Please copy all the lines that follow, word for word.

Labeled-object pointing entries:
********************

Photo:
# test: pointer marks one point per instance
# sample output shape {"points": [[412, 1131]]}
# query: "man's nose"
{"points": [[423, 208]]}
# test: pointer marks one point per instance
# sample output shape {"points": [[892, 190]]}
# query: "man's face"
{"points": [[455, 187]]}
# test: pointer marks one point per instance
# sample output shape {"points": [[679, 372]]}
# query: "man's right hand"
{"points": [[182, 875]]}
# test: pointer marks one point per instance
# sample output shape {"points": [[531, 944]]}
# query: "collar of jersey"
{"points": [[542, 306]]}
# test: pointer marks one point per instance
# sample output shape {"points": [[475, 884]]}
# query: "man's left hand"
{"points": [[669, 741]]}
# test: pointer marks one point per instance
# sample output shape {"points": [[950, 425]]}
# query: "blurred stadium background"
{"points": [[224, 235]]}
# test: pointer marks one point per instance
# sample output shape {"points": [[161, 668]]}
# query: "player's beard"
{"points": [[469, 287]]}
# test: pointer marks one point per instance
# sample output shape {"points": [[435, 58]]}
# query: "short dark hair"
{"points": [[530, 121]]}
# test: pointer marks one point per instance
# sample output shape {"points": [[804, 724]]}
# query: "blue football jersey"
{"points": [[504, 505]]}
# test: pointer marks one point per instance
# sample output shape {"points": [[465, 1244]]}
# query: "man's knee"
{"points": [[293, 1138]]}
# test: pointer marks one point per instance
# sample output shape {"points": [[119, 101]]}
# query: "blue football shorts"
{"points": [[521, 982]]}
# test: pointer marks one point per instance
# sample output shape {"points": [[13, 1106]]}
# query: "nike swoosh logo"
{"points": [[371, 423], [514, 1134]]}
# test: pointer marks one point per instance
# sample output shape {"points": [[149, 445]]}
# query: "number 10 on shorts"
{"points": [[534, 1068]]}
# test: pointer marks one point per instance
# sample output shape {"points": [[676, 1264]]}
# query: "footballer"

********************

ANSWER TO THIS EXERCISE:
Photo:
# test: pointer marks one point per instance
# sample output shape {"points": [[412, 1131]]}
# query: "man's nose"
{"points": [[423, 208]]}
# test: pointer marks one point per instance
# sample output shape {"points": [[892, 190]]}
# query: "man's face"
{"points": [[455, 187]]}
# test: pointer marks one point per instance
# sample output shape {"points": [[679, 372]]}
# query: "man's right hand"
{"points": [[182, 875]]}
# test: pointer marks one point per instance
# sample output shape {"points": [[531, 944]]}
# query: "collar of jersey"
{"points": [[542, 306]]}
# test: pointer marks one point per instance
# sample output shape {"points": [[475, 884]]}
# query: "man's left hand"
{"points": [[669, 741]]}
# test: pointer marks one point per instance
# sample output shape {"points": [[950, 425]]}
# query: "blurred stadium background"
{"points": [[224, 235]]}
# test: pointer marks one point per instance
# sample output shape {"points": [[161, 668]]}
# query: "player's beard"
{"points": [[469, 287]]}
# test: pointer marks one point per instance
# sample output shape {"points": [[435, 58]]}
# query: "short dark hair"
{"points": [[530, 121]]}
# test: pointer marks one point per instance
# sample output shape {"points": [[804, 724]]}
# query: "blue football jersey"
{"points": [[504, 505]]}
# test: pointer marks one point per instance
# sample output shape {"points": [[465, 1244]]}
# query: "man's knee"
{"points": [[293, 1138]]}
# test: pointer marks one point per instance
# sample output shape {"points": [[119, 101]]}
# query: "blue football shorts"
{"points": [[521, 982]]}
# test: pointer marks one point per instance
# sample output shape {"points": [[13, 1106]]}
# query: "nike swoosh logo"
{"points": [[371, 423], [514, 1134]]}
# test: pointer marks one point per instance
# sample output shape {"points": [[149, 445]]}
# query: "number 10 on shorts"
{"points": [[534, 1068]]}
# test: pointer marks one point per instance
# sample output shape {"points": [[676, 1264]]}
# query: "footballer"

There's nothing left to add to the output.